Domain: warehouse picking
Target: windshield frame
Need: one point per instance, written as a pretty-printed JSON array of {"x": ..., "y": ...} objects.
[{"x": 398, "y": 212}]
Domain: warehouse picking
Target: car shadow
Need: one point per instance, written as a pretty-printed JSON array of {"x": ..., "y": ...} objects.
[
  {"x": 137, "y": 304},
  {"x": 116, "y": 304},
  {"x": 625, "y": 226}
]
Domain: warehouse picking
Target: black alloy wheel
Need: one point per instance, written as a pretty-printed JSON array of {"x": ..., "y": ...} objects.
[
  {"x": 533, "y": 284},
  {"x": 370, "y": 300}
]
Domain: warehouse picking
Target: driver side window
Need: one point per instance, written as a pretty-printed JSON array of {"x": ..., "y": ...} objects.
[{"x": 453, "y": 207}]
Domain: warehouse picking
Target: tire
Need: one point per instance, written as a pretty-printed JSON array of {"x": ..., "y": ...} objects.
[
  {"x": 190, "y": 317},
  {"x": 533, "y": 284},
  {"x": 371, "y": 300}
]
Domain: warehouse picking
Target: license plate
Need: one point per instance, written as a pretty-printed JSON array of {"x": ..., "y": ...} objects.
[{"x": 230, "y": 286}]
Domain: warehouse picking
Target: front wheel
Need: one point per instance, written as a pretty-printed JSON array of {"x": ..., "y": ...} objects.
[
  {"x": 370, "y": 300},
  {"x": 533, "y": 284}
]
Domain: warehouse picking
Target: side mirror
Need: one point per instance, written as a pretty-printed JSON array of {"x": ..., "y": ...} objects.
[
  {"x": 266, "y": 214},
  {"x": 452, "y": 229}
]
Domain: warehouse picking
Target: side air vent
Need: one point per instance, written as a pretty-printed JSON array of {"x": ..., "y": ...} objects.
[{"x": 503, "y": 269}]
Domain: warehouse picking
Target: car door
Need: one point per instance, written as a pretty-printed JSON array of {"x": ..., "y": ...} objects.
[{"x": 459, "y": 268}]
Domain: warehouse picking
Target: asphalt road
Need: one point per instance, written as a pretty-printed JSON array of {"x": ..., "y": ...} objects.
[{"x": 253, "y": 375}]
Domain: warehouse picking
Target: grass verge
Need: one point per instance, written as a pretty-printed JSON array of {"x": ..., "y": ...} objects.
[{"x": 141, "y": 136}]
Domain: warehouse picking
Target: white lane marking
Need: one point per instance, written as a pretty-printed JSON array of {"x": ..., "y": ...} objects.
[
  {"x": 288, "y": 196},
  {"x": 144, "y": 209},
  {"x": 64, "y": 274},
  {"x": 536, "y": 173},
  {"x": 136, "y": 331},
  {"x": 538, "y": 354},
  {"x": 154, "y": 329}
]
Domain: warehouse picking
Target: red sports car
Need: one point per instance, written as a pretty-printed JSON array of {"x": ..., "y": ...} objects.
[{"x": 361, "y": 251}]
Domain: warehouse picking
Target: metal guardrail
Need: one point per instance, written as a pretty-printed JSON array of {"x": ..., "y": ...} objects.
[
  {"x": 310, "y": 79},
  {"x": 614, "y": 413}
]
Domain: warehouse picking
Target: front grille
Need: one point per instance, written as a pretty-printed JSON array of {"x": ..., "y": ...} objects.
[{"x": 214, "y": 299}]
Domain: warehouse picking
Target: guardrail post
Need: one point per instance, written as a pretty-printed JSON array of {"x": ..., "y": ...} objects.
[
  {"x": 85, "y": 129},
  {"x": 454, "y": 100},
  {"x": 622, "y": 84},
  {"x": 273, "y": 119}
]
:::::
### Given problem
Transcribe all of the entries without altering anything.

### Solution to this problem
Domain: warehouse picking
Target: windshield frame
Need: one point per instance, written as a pretty-printed JSON array of {"x": ..., "y": ...} objects.
[{"x": 398, "y": 212}]
Domain: warehouse picking
Target: car shadow
Need: one point per instance, written as a pretty-printed JSON array of {"x": ..., "y": ...} objects.
[
  {"x": 137, "y": 304},
  {"x": 116, "y": 304},
  {"x": 625, "y": 226}
]
Domain: warehouse picking
Target: black alloy wheel
Need: one point per instance, written as a pretty-printed JSON array of {"x": ..., "y": ...} objects.
[
  {"x": 533, "y": 284},
  {"x": 370, "y": 300}
]
Domain: warehouse picking
Target: driver side window
Need: one point per instance, written as a pretty-printed JSON array of {"x": ..., "y": ...} objects.
[{"x": 453, "y": 207}]
Domain: warehouse picking
Target: tire
Need: one point per instance, written as a pretty-printed JSON array of {"x": ..., "y": ...} objects.
[
  {"x": 190, "y": 317},
  {"x": 533, "y": 284},
  {"x": 371, "y": 300}
]
Domain: warehouse picking
Target: license plate
Need: one point per instance, written as a pretty-printed JSON array of {"x": ..., "y": ...} objects.
[{"x": 230, "y": 286}]
Domain: warehouse picking
Target: front wheel
Need: one point per instance, written as a pretty-printed JSON array of {"x": ..., "y": ...} objects.
[
  {"x": 370, "y": 300},
  {"x": 533, "y": 284}
]
Domain: warehouse picking
Target: side mirror
Need: one point per instance, written as a pretty-printed JSON array of {"x": ..., "y": ...} objects.
[
  {"x": 266, "y": 214},
  {"x": 452, "y": 229}
]
Domain: warehouse picking
Target: side air vent
Need: one point per instance, written as a pretty-printed JSON array of {"x": ..., "y": ...} objects.
[{"x": 503, "y": 269}]
Domain: warehouse picking
Target: car door
Need: one point per instance, written as a pretty-printed JSON array of {"x": ..., "y": ...} objects.
[{"x": 459, "y": 268}]
Domain: warehouse picking
Target: asphalt road
Need: one point per instance, written as a pretty-printed JSON array of {"x": ..., "y": ...} objects.
[{"x": 253, "y": 375}]
Domain: warehouse picking
Target: grass verge
Need: one point per instance, written as a pretty-printed JSON array of {"x": ..., "y": ...} objects.
[{"x": 141, "y": 136}]
Domain: warehouse picking
Target: white lane marking
Need: one point per instance, written as a pretty-printed JSON array of {"x": ..., "y": ...} objects.
[
  {"x": 288, "y": 196},
  {"x": 144, "y": 209},
  {"x": 64, "y": 274},
  {"x": 536, "y": 173},
  {"x": 136, "y": 331},
  {"x": 538, "y": 354},
  {"x": 154, "y": 329}
]
Domain: warehouse picking
Target: red sports car
Need: one point per instance, written as a pretty-printed JSON array of {"x": ..., "y": ...} objects.
[{"x": 361, "y": 251}]
Domain: warehouse picking
Target: metal guardrail
Need: one point per instance, written as a pretty-printed JSON array of {"x": ..., "y": ...} objects.
[
  {"x": 310, "y": 79},
  {"x": 614, "y": 413}
]
Domain: warehouse picking
Target: front grille
Need: one point per instance, written as a pretty-printed JSON array of {"x": ..., "y": ...} objects.
[{"x": 214, "y": 299}]
Domain: warehouse picking
Target: guardrail post
Need: one point per instance, written as a pretty-printed JSON array of {"x": ..., "y": ...} objects.
[
  {"x": 85, "y": 129},
  {"x": 454, "y": 100},
  {"x": 622, "y": 84},
  {"x": 273, "y": 119}
]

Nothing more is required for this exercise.